::: Records shown

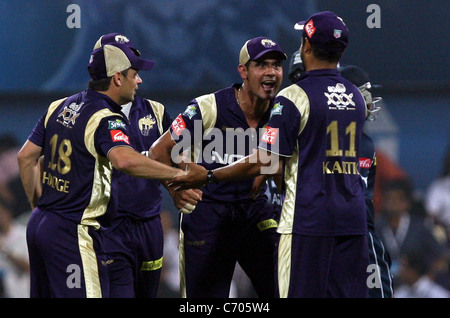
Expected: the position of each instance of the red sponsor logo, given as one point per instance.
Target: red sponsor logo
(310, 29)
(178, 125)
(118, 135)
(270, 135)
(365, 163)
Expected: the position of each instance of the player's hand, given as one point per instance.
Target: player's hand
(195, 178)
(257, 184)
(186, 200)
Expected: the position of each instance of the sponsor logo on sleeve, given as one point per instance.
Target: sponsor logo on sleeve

::::::
::: Records shown

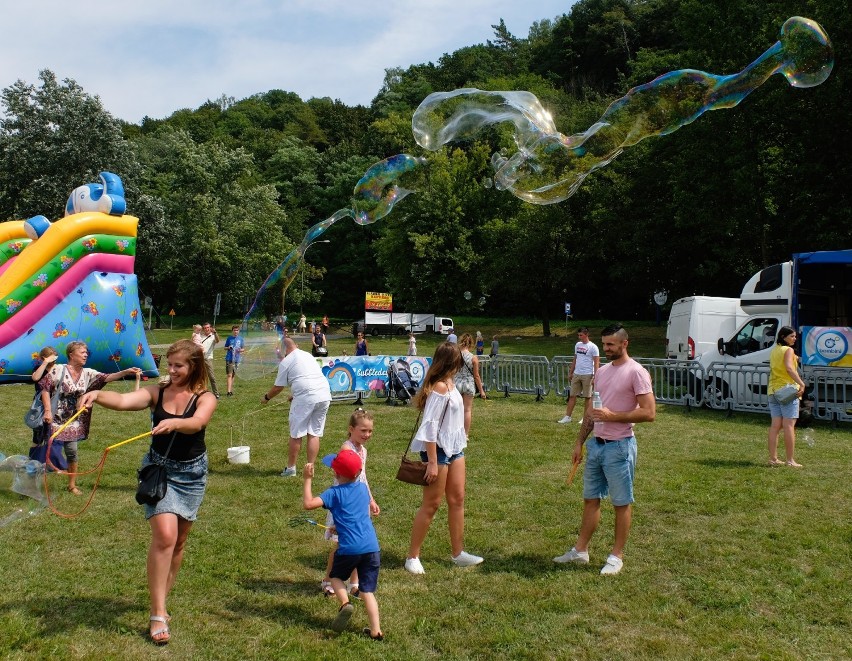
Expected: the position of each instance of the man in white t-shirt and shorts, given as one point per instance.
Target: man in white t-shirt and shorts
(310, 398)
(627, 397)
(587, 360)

::::::

Count the lines above that contain the string "position", with case mattering, and reply with the number only.

» Answer to this exercise
4